首先向 blobService、netWork 注册 job ,添加监控,将jar 等添加到分布式缓存中,然后就 invoke,这也是 task 真正开始执行的地方,我们以 StreamTask 为例

// task run 时会调用此方法 subtask 执行 用户代码的入口
    @Override
    public final void invoke() throws Exception {

        boolean disposed = false;
        try {
            // -------- Initialize ---------
            LOG.debug("Initializing {}.", getName());

            asyncOperationsThreadPool = Executors.newCachedThreadPool(new ExecutorThreadFactory("AsyncOperations", FatalExitExceptionHandler.INSTANCE));

            CheckpointExceptionHandlerFactory cpExceptionHandlerFactory = createCheckpointExceptionHandlerFactory();

            synchronousCheckpointExceptionHandler = cpExceptionHandlerFactory.createCheckpointExceptionHandler(
                getExecutionConfig().isFailTaskOnCheckpointError(),
                getEnvironment());

            asynchronousCheckpointExceptionHandler = new AsyncCheckpointExceptionHandler(this);

            //获取 stateBackend 和 checkpointStorage
            //application-defined > config > default MemoryBackend
            stateBackend = createStateBackend();
            checkpointStorage = stateBackend.createCheckpointStorage(getEnvironment().getJobID());

            // if the clock is not already set, then assign a default TimeServiceProvider
            if (timerService == null) {
                ThreadFactory timerThreadFactory = new DispatcherThreadFactory(TRIGGER_THREAD_GROUP,
                    "Time Trigger for " + getName(), getUserCodeClassLoader());

                timerService = new SystemProcessingTimeService(this, getCheckpointLock(), timerThreadFactory);
            }

            // 构建 task operator chain
            operatorChain = new OperatorChain<>(this, recordWriters);
            headOperator = operatorChain.getHeadOperator();

            // task specific initialization
            //初始化,比如创建 StreamInputProcessor ,当 run 的时候就可以直接执行了
            init();

            // save the work of reloading state, etc, if the task is already canceled
            if (canceled) {
                throw new CancelTaskException();
            }

            // -------- Invoke --------
            LOG.debug("Invoking {}", getName());

            // we need to make sure that any triggers scheduled in open() cannot be
            // executed before all operators are opened
            synchronized (lock) {

                // both the following operations are protected by the lock
                // so that we avoid race conditions in the case that initializeState()
                // registers a timer, that fires before the open() is called.
                //如果是有checkpoint的,那就从state信息里恢复,不然就作为全新的算子处理
                initializeState();
                //对富操作符,执行其open操作
                openAllOperators();
            }

            // final check to exit early before starting to run
            if (canceled) {
                throw new CancelTaskException();
            }

            // let the task do its work
            isRunning = true;
            // 非 source task 最终调用的是 while (running && inputProcessor.processInput()) {
            // source task 调用的是 headOperator.run(getCheckpointLock(), getStreamStatusMaintainer());
            //然后跟前面 barrier 处理、msg 全流程、kafka msg 就可以串起来了
            run();

            // if this left the run() method cleanly despite the fact that this was canceled,
            // make sure the "clean shutdown" is not attempted
            if (canceled) {
                throw new CancelTaskException();
            }

            LOG.debug("Finished task {}", getName());

            // make sure no further checkpoint and notification actions happen.

# # # # # # #

### 任务目标:
请从上面这段 StreamTask invoke 方法源码解析停下的地方接着写下去。

### 所给数据:
# # # # # # #

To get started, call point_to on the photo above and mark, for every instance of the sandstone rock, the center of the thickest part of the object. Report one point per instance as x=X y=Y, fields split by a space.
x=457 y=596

# # # # # # #

### 输出如下:
            // we make sure that no other thread is currently in the locked scope before
            // we close the operators by trying to acquire the checkpoint scope lock
            // we also need to make sure that no triggers fire concurrently with the close logic
            // at the same time, this makes sure that during any "regular" exit where still
            synchronized (lock) {
                // this is part of the main logic, so if this fails, the task is considered failed
                closeAllOperators();

                // make sure no new timers can come
                timerService.quiesce();

                // only set the StreamTask to not running after all operators have been closed!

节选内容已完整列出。